→ Instructions for the task
Tally the lines in the material below that hold the string "cone" and report the tally alone.

□ □ □

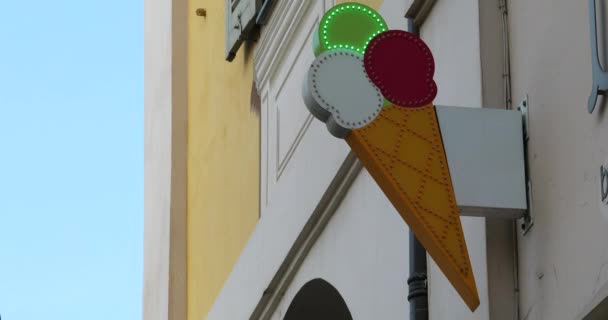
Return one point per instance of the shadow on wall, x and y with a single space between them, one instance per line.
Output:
318 300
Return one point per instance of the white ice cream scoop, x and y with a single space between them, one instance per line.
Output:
338 92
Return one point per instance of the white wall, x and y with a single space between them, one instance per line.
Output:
564 258
363 252
165 35
452 33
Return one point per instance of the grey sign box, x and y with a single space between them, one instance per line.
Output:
485 151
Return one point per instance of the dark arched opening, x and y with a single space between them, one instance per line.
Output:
318 300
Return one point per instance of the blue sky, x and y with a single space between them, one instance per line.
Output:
71 159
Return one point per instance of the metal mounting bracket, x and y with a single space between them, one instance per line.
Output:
527 221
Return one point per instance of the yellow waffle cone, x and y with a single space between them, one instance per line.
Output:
403 151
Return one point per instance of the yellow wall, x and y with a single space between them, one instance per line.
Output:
223 155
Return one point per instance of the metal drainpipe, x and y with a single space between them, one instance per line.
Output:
417 282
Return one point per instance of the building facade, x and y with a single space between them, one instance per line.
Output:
253 211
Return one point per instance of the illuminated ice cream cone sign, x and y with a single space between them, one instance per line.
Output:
360 66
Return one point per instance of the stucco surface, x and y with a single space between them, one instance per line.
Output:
223 156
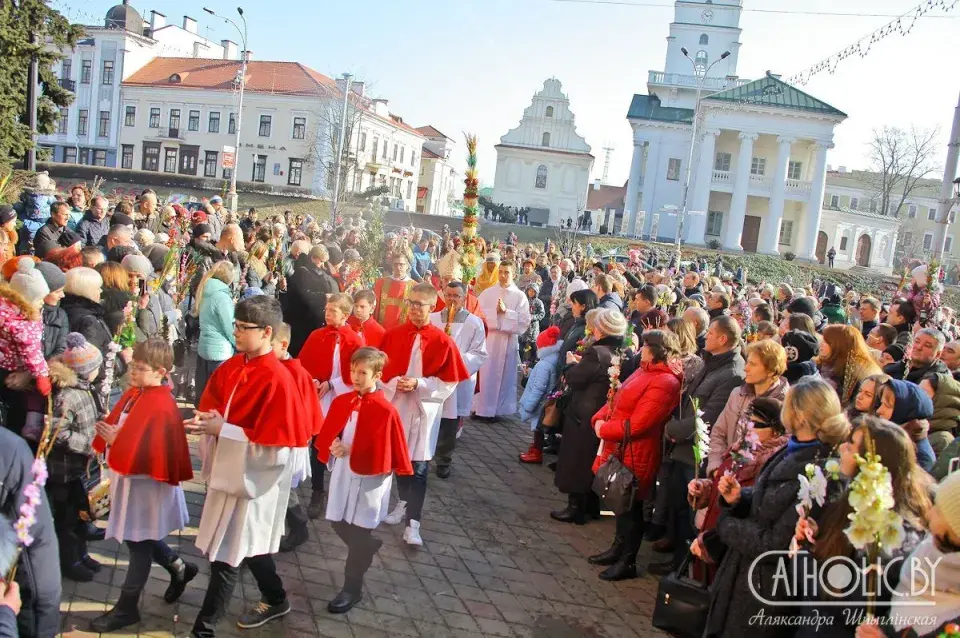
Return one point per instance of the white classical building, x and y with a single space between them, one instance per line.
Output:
543 164
759 164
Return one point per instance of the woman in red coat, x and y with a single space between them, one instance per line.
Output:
645 402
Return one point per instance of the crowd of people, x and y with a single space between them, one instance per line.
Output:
714 395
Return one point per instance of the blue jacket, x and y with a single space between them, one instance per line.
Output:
542 380
216 322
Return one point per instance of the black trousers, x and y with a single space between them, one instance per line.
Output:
446 442
223 580
413 489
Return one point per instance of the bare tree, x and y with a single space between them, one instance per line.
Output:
900 159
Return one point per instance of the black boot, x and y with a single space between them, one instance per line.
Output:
123 614
609 556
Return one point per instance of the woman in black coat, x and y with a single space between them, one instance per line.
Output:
589 381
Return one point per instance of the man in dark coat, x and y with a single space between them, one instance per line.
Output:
722 373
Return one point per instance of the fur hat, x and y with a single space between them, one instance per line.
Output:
80 356
29 281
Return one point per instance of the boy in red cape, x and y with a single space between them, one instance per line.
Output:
249 414
297 519
326 357
423 369
362 321
146 450
364 434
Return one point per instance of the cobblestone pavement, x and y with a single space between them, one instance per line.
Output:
493 563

□ □ □

→ Reply
2